_Assignment_: Copy out the listing that follows, exact in every word, and skip the images.

*** Block opens ***

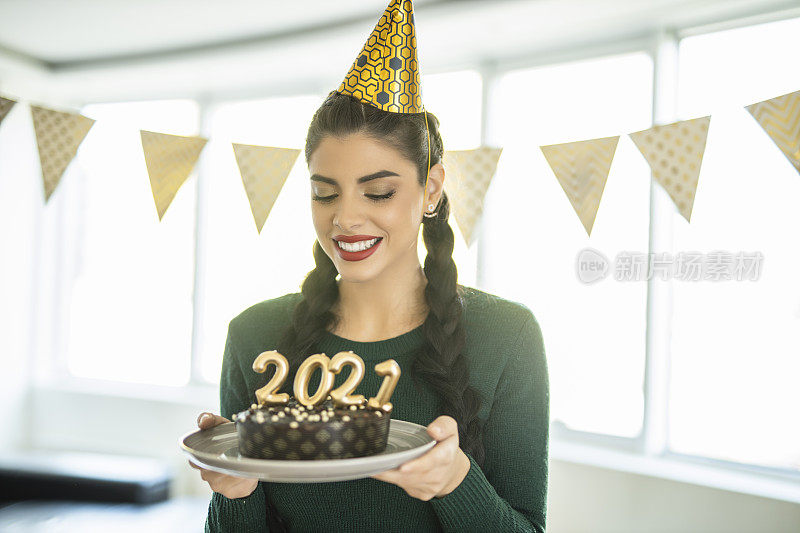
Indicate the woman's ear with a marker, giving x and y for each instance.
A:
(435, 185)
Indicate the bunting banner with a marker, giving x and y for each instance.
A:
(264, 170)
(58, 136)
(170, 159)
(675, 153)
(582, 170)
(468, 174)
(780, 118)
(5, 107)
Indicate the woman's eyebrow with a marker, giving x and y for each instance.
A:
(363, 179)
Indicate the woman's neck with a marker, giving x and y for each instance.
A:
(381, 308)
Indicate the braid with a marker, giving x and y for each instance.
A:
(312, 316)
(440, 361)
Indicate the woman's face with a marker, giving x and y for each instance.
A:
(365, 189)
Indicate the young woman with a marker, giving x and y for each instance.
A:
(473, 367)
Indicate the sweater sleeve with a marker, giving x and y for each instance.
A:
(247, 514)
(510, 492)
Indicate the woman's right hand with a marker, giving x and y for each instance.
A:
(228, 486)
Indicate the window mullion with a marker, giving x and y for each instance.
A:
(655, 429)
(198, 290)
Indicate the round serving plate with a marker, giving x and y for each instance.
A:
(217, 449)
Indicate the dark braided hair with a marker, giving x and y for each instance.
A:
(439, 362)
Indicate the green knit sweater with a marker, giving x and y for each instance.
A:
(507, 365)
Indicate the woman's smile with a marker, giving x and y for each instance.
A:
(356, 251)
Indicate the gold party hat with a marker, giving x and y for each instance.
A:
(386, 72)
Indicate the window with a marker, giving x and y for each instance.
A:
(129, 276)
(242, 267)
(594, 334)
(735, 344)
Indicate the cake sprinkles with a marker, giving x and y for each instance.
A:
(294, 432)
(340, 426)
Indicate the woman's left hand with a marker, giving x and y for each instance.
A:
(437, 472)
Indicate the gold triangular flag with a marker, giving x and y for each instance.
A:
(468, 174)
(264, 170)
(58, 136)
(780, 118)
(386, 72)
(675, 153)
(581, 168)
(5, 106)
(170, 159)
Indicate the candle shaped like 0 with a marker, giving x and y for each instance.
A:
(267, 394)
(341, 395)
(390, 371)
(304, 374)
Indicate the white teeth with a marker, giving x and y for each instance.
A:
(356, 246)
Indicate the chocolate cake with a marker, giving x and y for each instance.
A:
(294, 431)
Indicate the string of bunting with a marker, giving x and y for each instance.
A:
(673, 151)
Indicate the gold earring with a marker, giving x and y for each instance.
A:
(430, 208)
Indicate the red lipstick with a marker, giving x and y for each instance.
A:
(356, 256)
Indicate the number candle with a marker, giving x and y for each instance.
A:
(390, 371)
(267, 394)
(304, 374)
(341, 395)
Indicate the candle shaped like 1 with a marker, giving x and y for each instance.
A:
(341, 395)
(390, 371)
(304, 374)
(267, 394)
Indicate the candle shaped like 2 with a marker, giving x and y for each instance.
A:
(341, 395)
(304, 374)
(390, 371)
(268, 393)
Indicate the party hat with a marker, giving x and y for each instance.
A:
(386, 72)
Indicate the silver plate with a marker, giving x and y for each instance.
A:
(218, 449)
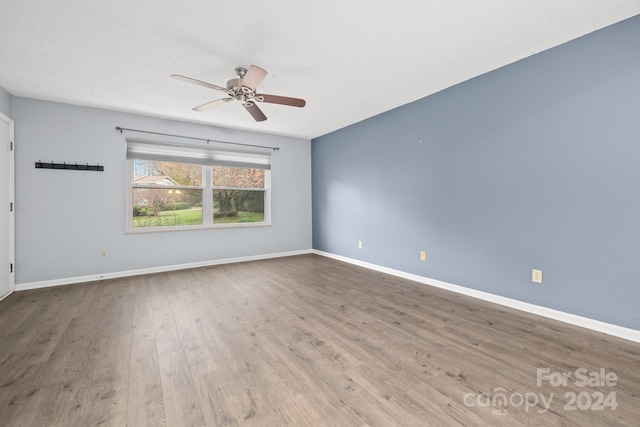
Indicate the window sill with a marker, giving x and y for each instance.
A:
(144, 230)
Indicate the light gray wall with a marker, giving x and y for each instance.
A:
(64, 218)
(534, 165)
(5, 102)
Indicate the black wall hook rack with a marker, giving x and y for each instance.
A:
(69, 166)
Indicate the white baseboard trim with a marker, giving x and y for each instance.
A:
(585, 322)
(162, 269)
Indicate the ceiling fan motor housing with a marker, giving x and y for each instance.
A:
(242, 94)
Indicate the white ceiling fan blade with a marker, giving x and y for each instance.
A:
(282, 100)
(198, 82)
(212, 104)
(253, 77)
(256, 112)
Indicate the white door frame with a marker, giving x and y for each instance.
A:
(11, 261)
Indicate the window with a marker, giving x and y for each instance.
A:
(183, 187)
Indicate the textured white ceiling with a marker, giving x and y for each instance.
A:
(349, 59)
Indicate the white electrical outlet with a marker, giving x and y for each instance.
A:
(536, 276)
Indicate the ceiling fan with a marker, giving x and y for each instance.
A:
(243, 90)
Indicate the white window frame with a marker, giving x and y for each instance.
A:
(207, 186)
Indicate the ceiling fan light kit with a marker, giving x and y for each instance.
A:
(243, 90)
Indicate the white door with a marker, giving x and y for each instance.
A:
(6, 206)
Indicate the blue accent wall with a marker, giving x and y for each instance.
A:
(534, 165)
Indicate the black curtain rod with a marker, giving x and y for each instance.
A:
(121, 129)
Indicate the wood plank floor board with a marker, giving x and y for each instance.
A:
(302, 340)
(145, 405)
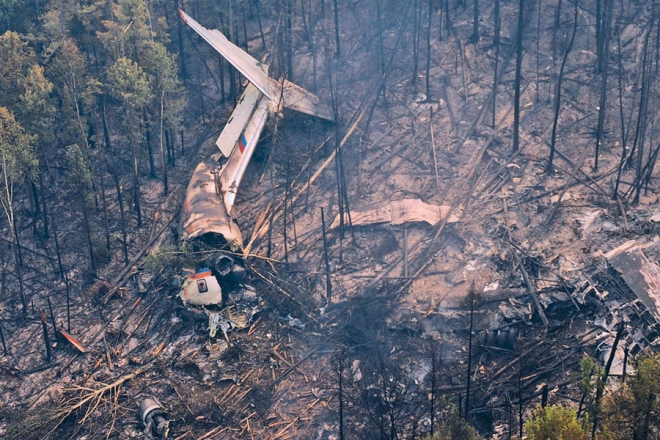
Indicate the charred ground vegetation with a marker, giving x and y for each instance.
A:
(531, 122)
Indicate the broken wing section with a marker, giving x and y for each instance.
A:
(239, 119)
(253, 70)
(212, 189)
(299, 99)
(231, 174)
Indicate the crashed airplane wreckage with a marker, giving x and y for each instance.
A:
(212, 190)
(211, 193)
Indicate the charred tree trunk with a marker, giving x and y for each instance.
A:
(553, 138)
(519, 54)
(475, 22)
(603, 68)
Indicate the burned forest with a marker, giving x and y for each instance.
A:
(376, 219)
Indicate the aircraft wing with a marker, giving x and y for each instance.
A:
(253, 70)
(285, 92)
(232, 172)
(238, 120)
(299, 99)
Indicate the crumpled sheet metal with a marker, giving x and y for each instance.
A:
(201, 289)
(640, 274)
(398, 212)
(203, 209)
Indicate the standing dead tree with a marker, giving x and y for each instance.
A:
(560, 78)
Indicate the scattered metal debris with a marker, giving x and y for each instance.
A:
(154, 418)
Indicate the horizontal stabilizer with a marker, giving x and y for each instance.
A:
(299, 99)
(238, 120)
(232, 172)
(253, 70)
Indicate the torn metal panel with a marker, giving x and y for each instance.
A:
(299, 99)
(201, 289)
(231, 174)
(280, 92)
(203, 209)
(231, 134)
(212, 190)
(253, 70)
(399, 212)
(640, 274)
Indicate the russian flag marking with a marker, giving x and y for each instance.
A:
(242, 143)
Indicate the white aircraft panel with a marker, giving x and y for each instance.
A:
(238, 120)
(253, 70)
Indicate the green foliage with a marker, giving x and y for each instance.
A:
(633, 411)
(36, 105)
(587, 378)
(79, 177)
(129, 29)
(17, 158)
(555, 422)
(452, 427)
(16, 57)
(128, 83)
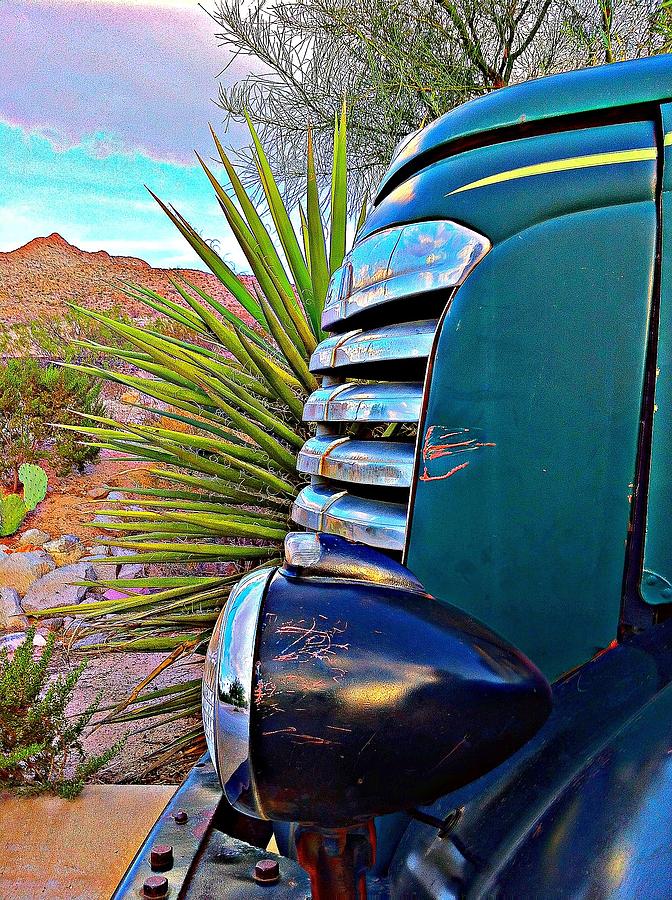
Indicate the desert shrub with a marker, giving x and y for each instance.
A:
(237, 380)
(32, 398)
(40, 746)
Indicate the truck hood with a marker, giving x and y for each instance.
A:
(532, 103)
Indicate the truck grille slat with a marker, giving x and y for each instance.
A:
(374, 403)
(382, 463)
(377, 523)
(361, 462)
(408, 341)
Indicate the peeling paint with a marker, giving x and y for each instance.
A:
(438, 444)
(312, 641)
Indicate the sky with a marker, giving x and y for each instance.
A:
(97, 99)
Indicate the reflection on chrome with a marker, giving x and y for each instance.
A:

*** Block closes ***

_Written response_:
Indicate the woman's ear with a marker, giving x and y for each instance.
A:
(435, 185)
Indicate the bunting banner with a marker, giving x and y for each instance.
A:
(264, 170)
(58, 136)
(170, 159)
(675, 153)
(582, 170)
(468, 174)
(780, 118)
(5, 107)
Indicate the woman's eyebrow with a marker, giving x and y for each instance.
A:
(363, 179)
Indicate the woman's neck with a marker, giving x and y for each instance.
A:
(381, 308)
Indicate the braid with a marker, giving x and y for each instance.
A:
(312, 316)
(440, 361)
Indicate the woman's face with a marker, giving x and y for each instance.
A:
(365, 189)
Indicate the young woman with a marker, giving x and y for each instance.
A:
(473, 367)
Indicate the sweater sleeve with a marker, giving x and y for each instance.
A:
(247, 514)
(510, 492)
Indicate the woman's right hand with a marker, giving x and y for each instance.
A:
(228, 486)
Indicate the window mullion with a marker, giving x and y for each instance.
A:
(655, 429)
(198, 290)
Indicate the round serving plate with a marker, giving x and y for each instance.
A:
(217, 449)
Indicate the dark braided hair with a marker, giving x and y for each instance.
A:
(439, 362)
Indicate the green knit sweater with a marker, giving x and y for each instance.
A:
(507, 365)
Indicate the woman's smile with a marker, giving x and y for each instance.
A:
(356, 251)
Indicate the gold party hat with a marker, giving x and y for each instance.
A:
(386, 72)
Indicate the window with a marker, giving x and y for each instance.
A:
(129, 276)
(242, 267)
(594, 334)
(735, 344)
Indicate the cake sprinkles with a marker, giving x and y for each instance.
A:
(294, 432)
(340, 426)
Indicate the woman's left hand with a marker, giving x and y for each instance.
A:
(437, 472)
Indicate the gold triangular flag with a marker, giving x and y for each instance.
A:
(468, 174)
(264, 170)
(58, 136)
(780, 118)
(386, 72)
(675, 153)
(581, 168)
(5, 106)
(170, 159)
Indicate the candle shaped like 0 with a marker, giving x and y for each instance.
A:
(267, 394)
(341, 395)
(390, 371)
(304, 374)
Indicate the white teeth with a marker, giving x and y for each instance.
A:
(356, 246)
Indicate the chocolate cake with a marker, giving x and y for each instance.
A:
(294, 431)
Indicate the string of bunting with a marker, giving x and y for each instance.
A:
(673, 151)
Indicate the gold earring with a marker, giving x and y for each instance.
A:
(430, 208)
Indicate the red lipstick with a marker, giving x and y for each instance.
A:
(356, 256)
Indicate the number candle with a marker, giving x and y for each instance.
A:
(390, 371)
(267, 394)
(304, 374)
(341, 395)
Indicate the candle shaped like 1 with a marker, giving x and y for each instance.
A:
(341, 395)
(390, 371)
(304, 374)
(267, 394)
Indicate the candle shaped like 2 with a marker, giving x and y for each instance.
A:
(341, 395)
(304, 374)
(390, 371)
(268, 393)
Indicate the party hat with a marker, giving x and y for each instance.
A:
(386, 72)
Indicate the silver plate with a marker, giving x and y for each instance.
A:
(218, 449)
Indicate the window sill with a marker, giving x and y for each instance.
A:
(144, 230)
Indicate the light gray wall with a marker, giving x and y for each instance.
A:
(64, 218)
(534, 165)
(5, 102)
Indicate the black wall hook rack with a marker, giving x and y for each instance.
A:
(69, 166)
Indicate the white baseboard trim with a marker, giving x and y for each instance.
A:
(585, 322)
(162, 269)
Indicate the ceiling fan motor housing with a marker, giving x and y for each instance.
A:
(242, 94)
Indicate the white ceiling fan blade with a marker, giving x and y for each instance.
A:
(282, 100)
(198, 82)
(212, 104)
(253, 77)
(256, 112)
Indicate the white door frame with a marker, giving x and y for each instance.
A:
(11, 261)
Indicate the window with a marker, giving x and y for each instance.
A:
(183, 187)
Indicate the textured white ceiling with a marker, giving x and y for each instance.
A:
(349, 59)
Indicate the white electrical outlet with a marker, giving x and y for each instance.
A:
(536, 276)
Indicate the ceiling fan with a marker, giving x and y for each instance.
A:
(243, 90)
Indicate the white window frame with a marker, giving x and y for each instance.
A:
(207, 186)
Indicate the ceiling fan light kit with a marker, giving x and y for each instance.
A:
(243, 90)
Indicate the white door with a marker, giving x and y for each instance.
A:
(6, 206)
Indicate the blue accent wall with a marker, giving x and y for each instance.
A:
(534, 165)
Indicate the black curtain rod with a marker, giving x and y for each instance.
A:
(121, 129)
Indicate the wood plank floor board with a marker, giving x and y for each instance.
A:
(302, 340)
(145, 405)
Indicate the charred ground vegetation with a marker, giving x and y for each instance.
A:
(531, 122)
Indicate the broken wing section with a marker, giving x and y for each instance.
A:
(239, 119)
(253, 70)
(212, 189)
(299, 99)
(231, 174)
Indicate the crashed airplane wreckage with a marker, giving x and y for each instance.
A:
(212, 190)
(211, 193)
Indicate the charred tree trunk with a marker, giving x and y for each instance.
A:
(553, 138)
(519, 54)
(475, 22)
(603, 68)
Indicate the burned forest with a marker, giving x and y for each instance.
A:
(376, 219)
Indicate the aircraft wing with a marker, giving x and y for each instance.
A:
(253, 70)
(285, 92)
(232, 172)
(238, 120)
(299, 99)
Indicate the crumpled sheet metal with a marker, giving x and y for each instance.
A:
(201, 289)
(640, 274)
(398, 212)
(203, 209)
Indicate the standing dead tree with a marker, giving x and y for each instance.
A:
(560, 78)
Indicate the scattered metal debris with a marker, giving x and y for each instance.
A:
(154, 418)
Indicate the horizontal stabilizer with a marker, giving x and y for each instance.
A:
(299, 99)
(238, 120)
(232, 172)
(253, 70)
Indicate the torn metal panel with a marker, giving x and y for each instance.
A:
(299, 99)
(201, 289)
(231, 174)
(280, 92)
(203, 209)
(231, 134)
(212, 190)
(253, 70)
(399, 212)
(640, 274)
Indicate the russian flag marking with a marker, giving x and y for each instance.
A:
(242, 143)
Indicate the white aircraft panel with a marker, giving x and y for each instance.
A:
(238, 120)
(253, 70)
Indicate the green foliage with a marker, giving x and y for each instance.
A:
(633, 411)
(36, 105)
(587, 378)
(79, 177)
(129, 29)
(17, 158)
(555, 422)
(452, 427)
(16, 57)
(128, 83)
Indicate the desert shrub with a marker, giving x and y for each instance.
A:
(237, 380)
(32, 398)
(40, 746)
Indicate the truck hood with a marker, giving x and y for each instance.
A:
(532, 103)
Indicate the truck grille slat with a marker, giving x and y for each instance.
A:
(374, 403)
(382, 463)
(377, 523)
(361, 462)
(408, 341)
Indicate the peeling paint with a marker, giving x and y for each instance.
A:
(438, 444)
(312, 641)
Indicate the sky with a marker, giving x and y for each instance.
A:
(97, 99)
Indicate the reflection on chrome with a marker, giving x and y for each instance.
A:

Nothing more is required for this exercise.